Stored records:
Segment Open

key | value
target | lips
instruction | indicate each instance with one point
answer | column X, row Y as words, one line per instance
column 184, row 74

Segment Closed

**TASK STATEMENT**
All lines of the data above must be returned exactly.

**WRITTEN ANSWER**
key | value
target | lips
instruction | indicate each instance with one point
answer | column X, row Y as words, one line per instance
column 184, row 74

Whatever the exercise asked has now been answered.